TRY IT:
Continue the excerpt below about MAFless engine tuning from where it stops.

As airflow is measured from the MAP sensor, turbocharger variations will affect the fuel flow measurement resulting in higher or lower fuel flow.
Without MAF, monitoring of the airflow is very difficult, and so the chances of reproducibility of the desired performance in the field is much less.
EGR with the feedback system and exhaust sensors are necessary to lower the chances of engine to engine variation in performance.
By contrast, when operating in MAF mode the computer can automatically adjust its fuel delivery based on the airflow data generated by the MAF, even if other engine hardware is changed.

Another small disadvantage is as the engine wears, the mean vacuum is decreased. This 'fools' the MAP sensor into overfuelling. This is only a problem on very high mileage engines.

== Applications ==
MAFless tuning is a popular modification in Australia for Holden vehicles powered by the General Motors LS1 Gen III 5.7 V8 engine. The genesis for MAFless tuning of the LS1 in Australia was the HSV GTS version of the Holden Commodore, which was factory fitted with a Callaway-developed C4B version of that engine running in MAFless mode. Rated at 300 kW, the C4B was the most powerful factory LS1 sold in Australia and created substantial credibility for MAFless tuning of LS1 V8s. Within days of the HSV GTS's release the CSV Veloce was on the Australian market with a 330 kW LS1 incorporating a MAFless configuration. The MAFless configuration was later dropped by HSV and subsequent cars have all had MAF's. MAFless tuned LS engine equipped vehicles never eventuated in the United States as the C5 Corvette with the same engine was always fitted with a MAF sensor. It featured a larger MAF sensor body than the ones installed in the Australian cars, to avoid any intake restriction issues and still deliver accurate injection at all times.

EXCERPTED DATA:
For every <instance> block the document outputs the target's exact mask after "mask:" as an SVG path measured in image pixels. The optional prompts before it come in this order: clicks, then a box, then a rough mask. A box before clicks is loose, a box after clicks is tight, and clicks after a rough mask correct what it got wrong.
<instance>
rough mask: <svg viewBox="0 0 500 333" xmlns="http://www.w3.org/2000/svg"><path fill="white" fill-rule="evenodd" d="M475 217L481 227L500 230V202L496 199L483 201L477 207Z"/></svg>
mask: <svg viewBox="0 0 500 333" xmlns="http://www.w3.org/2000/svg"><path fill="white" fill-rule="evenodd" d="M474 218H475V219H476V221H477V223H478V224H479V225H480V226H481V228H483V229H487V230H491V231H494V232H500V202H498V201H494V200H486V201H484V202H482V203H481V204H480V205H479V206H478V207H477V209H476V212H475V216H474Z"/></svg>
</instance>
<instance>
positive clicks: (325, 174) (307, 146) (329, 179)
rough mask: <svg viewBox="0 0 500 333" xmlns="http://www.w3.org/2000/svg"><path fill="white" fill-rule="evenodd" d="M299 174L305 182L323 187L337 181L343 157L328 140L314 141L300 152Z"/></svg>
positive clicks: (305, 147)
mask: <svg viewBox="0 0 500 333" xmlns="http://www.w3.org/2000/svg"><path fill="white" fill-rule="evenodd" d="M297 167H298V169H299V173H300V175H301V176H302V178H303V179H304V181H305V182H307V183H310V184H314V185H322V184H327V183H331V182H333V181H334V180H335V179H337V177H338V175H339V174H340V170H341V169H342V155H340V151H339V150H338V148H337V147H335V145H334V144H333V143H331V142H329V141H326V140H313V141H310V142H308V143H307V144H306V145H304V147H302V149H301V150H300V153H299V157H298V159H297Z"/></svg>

TASK ANSWER:
North American tuners (and also the Australian manufacturers & tuners Holden & HSV) of the LS1 tend to prefer retaining the MAF sensor, instead more simply overcoming intake tract restrictions by installing a MAF with a larger diameter body. In this way, precise fuel injection metering is still retained at all engine speeds and loads. Australian tuners in comparison, prefer to use the less precise method of MAFless tuning (see 'Disadvantages' section above), requiring the engine computer to use predetermined fueling tables, resulting in less finely tuned injection systems that cannot adjust for other variables or engine hardware changes accurately.